── Dataset extract ──

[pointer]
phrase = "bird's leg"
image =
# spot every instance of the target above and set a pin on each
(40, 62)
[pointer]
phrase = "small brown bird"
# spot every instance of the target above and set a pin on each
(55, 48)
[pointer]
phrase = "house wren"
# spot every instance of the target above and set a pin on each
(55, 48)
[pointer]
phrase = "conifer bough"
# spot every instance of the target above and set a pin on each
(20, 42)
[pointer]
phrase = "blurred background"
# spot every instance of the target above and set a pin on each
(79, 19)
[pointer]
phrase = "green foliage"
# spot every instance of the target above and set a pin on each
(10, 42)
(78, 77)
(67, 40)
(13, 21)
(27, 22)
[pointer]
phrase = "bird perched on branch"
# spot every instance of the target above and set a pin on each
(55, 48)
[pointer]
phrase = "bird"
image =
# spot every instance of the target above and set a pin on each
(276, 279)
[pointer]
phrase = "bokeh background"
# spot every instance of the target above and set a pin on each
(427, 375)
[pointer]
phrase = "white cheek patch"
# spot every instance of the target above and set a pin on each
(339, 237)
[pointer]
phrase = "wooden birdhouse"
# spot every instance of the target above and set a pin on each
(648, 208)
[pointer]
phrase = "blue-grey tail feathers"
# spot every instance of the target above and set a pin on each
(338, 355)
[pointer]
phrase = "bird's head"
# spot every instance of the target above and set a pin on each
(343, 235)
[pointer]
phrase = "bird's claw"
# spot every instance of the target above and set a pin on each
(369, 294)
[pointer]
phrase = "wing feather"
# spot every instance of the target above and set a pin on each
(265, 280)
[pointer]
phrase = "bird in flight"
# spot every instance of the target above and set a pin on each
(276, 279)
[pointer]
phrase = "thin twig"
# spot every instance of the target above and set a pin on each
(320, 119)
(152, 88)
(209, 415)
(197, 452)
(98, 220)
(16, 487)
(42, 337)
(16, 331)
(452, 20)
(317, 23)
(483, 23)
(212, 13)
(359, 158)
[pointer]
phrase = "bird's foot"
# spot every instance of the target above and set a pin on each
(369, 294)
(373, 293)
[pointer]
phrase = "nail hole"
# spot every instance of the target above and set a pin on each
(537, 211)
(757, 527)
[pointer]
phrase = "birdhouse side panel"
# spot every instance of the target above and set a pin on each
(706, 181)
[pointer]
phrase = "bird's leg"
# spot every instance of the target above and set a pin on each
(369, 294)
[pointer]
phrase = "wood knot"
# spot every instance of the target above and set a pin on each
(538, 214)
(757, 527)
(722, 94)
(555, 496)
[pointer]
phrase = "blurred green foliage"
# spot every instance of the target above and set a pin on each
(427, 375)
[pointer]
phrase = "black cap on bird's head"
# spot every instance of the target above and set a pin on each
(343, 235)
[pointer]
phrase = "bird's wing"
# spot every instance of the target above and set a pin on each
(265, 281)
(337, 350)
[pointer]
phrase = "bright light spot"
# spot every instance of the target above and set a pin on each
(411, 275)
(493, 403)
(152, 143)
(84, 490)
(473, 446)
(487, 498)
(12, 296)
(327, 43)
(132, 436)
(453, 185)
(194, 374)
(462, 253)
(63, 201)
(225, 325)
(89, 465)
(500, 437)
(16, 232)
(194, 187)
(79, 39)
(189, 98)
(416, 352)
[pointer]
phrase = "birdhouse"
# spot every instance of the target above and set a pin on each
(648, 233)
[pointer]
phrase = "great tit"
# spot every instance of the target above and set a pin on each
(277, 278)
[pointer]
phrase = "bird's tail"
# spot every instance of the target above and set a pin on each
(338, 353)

───

§ **Set problem**
Copy out the material above in its entirety. Every detail must match.

§ **Problem solution**
[pointer]
phrase = "bird's leg"
image =
# spot every instance of the target above and set a pin on each
(40, 62)
[pointer]
phrase = "small brown bird"
# spot every instance of the target above and set a pin on each
(55, 48)
[pointer]
phrase = "house wren"
# spot every instance of the target above and set a pin on each
(55, 48)
[pointer]
phrase = "conifer bough"
# spot every instance of the target above and set a pin on each
(20, 42)
[pointer]
phrase = "blurred background"
# spot every instance of the target above and set a pin on each
(79, 19)
[pointer]
phrase = "green foliage"
# spot every instance of the target above and set a pin on each
(10, 42)
(78, 77)
(67, 40)
(13, 21)
(27, 22)
[pointer]
phrase = "bird perched on branch"
# spot every instance of the target above and set a pin on each
(55, 48)
[pointer]
phrase = "bird"
image =
# spot every instance of the target above and set a pin on each
(276, 279)
[pointer]
phrase = "bokeh background"
# spot every instance of the target above and set a pin on each
(427, 375)
[pointer]
phrase = "white cheek patch"
# spot every instance of the target above and set a pin on each
(339, 237)
[pointer]
phrase = "wooden birdhouse"
# spot every instance of the target above and set a pin on each
(648, 208)
[pointer]
phrase = "blue-grey tail feathers"
# spot every instance of the target above and set a pin on each
(338, 355)
[pointer]
phrase = "bird's head"
# spot every instance of the target above and set a pin on each
(343, 235)
[pointer]
phrase = "bird's claw"
# spot every instance of the target above and set a pin on each
(369, 294)
[pointer]
phrase = "wing feather"
# spot every instance of the target above and set a pin on each
(265, 280)
[pointer]
phrase = "bird in flight"
# spot every instance of the target above and set a pin on each
(276, 279)
[pointer]
phrase = "thin twig"
# spot every instance of the target above and set a pin on each
(320, 119)
(152, 88)
(209, 415)
(197, 452)
(98, 220)
(16, 487)
(42, 337)
(16, 331)
(452, 20)
(317, 23)
(483, 23)
(212, 13)
(359, 158)
[pointer]
phrase = "bird's foot"
# spot every instance of the target above and set a pin on each
(369, 294)
(373, 293)
[pointer]
phrase = "nail hole"
# spot every instance of the target above and set a pin on each
(537, 211)
(757, 527)
[pointer]
phrase = "birdhouse side panel"
# spot every instance of the target above and set a pin on each
(706, 181)
[pointer]
phrase = "bird's leg"
# spot every instance of the target above and set a pin on each
(369, 294)
[pointer]
phrase = "wood knot"
# spot every instance of the target above and set a pin on each
(538, 214)
(757, 527)
(722, 94)
(555, 496)
[pointer]
phrase = "blurred green foliage"
# spot every instance of the target above and set a pin on each
(427, 375)
[pointer]
phrase = "black cap on bird's head"
# spot every instance of the target above and set a pin on each
(343, 235)
[pointer]
phrase = "bird's wing"
# spot every instance of the target above and set a pin on each
(265, 281)
(337, 350)
[pointer]
phrase = "bright light spot"
# spot every instance of the target above and set a pin on each
(411, 275)
(493, 403)
(152, 143)
(84, 490)
(473, 446)
(487, 498)
(12, 296)
(327, 43)
(132, 436)
(453, 185)
(194, 374)
(462, 253)
(63, 201)
(225, 325)
(89, 465)
(500, 437)
(16, 232)
(194, 187)
(79, 39)
(189, 98)
(416, 352)
[pointer]
phrase = "birdhouse"
# spot every instance of the target above and set a pin on each
(648, 233)
[pointer]
phrase = "great tit"
# spot every instance of the target above and set a pin on each
(277, 278)
[pointer]
phrase = "bird's tail"
# spot every instance of the target above and set a pin on each
(338, 353)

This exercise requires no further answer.